# Monster box motor



## DaveintheGrave (Feb 12, 2004)

No. I use these motors quite a bit and they are very small and don't have a lot of torque. Some of them are the same motor you would find inside the plastic housing of a reindeer motor. And some even reverse direction like the reindeer motors.

They are great for animated Ouija Boards or other small props, though.


----------



## Harleyken (May 14, 2012)

Find an old electric drill at a pawn shop (usually less the 10 bucks) & use it to power your MIB.


----------



## Tim Correia (Aug 7, 2014)

How about using a cordless drill motor?


----------



## TombstoneBob (Jul 5, 2014)

batteries are not the way to go IMO ... you might end up with a dead battery pack JUST when you have TOTers that come a knock knock knocking . I have made 2 MIB's and the best motors I have found so far are the ones from windshield wipers on cars - around $10 at your local junk yard . LOTS of torque and just the right speed . And if you want to get a little more high tech other than using a motion sensor to trigger the MIB , you could get 4 Bimba ( or similiar ) air cylinders and have each activate at different intervals to make the MIB move in realistic motions pending on how much air you allow to enter the valve and how fast . One cylinder on each corner does a FANTASTIC job . I use a free program called VIXEN to control about 3/4 of my display including the foggers . The rest is controlled via Menards cheapo motion sensors .

**DATASET CONTENT**

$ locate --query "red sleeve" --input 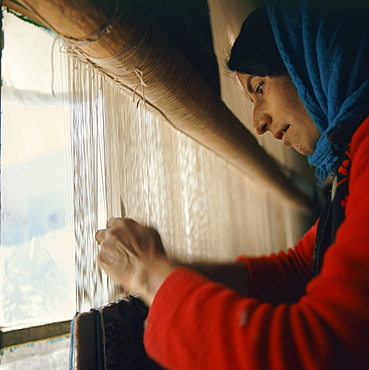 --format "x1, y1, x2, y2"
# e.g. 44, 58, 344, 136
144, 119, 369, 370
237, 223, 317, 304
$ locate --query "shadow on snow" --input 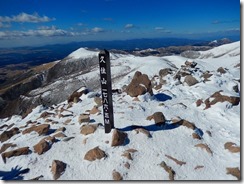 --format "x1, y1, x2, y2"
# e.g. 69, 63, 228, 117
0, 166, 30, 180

--

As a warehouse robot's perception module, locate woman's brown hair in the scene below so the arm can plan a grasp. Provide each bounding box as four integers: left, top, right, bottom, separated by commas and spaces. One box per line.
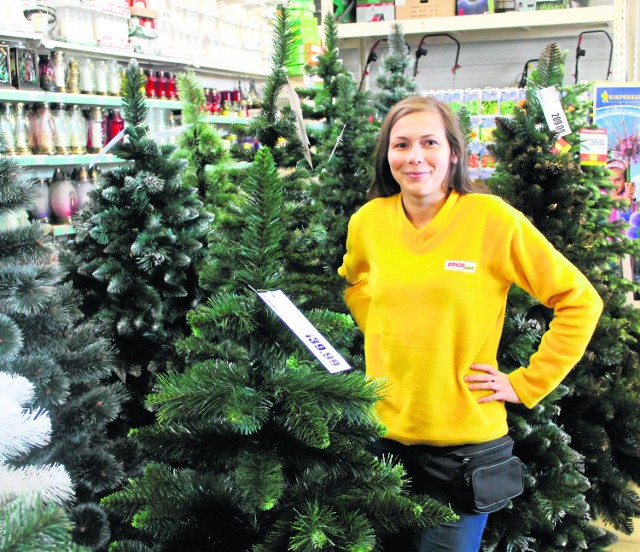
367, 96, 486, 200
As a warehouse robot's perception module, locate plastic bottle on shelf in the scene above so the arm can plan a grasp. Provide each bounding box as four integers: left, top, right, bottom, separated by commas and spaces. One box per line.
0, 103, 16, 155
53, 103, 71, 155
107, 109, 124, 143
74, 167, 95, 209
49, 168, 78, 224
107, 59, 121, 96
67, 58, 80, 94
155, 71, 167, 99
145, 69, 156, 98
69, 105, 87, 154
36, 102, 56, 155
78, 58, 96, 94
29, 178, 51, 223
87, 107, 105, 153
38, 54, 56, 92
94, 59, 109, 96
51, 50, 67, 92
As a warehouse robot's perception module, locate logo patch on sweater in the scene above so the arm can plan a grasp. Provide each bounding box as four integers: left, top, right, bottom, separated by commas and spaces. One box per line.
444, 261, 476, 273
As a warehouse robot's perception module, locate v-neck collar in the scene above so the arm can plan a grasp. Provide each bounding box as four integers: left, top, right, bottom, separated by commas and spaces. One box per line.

**TASKS**
- A) Reproduce the part of the monster box motor thread from "## DaveintheGrave (Feb" to "power your MIB.".
- B) In the monster box motor thread, what free program does TombstoneBob use to control about 3/4 of the display?
The items above come from a different source than the monster box motor thread.

**OUTPUTS**
- A)
## DaveintheGrave (Feb 12, 2004)

No. I use these motors quite a bit and they are very small and don't have a lot of torque. Some of them are the same motor you would find inside the plastic housing of a reindeer motor. And some even reverse direction like the reindeer motors.

They are great for animated Ouija Boards or other small props, though.


----------



## Harleyken (May 14, 2012)

Find an old electric drill at a pawn shop (usually less the 10 bucks) & use it to power your MIB.

- B) VIXEN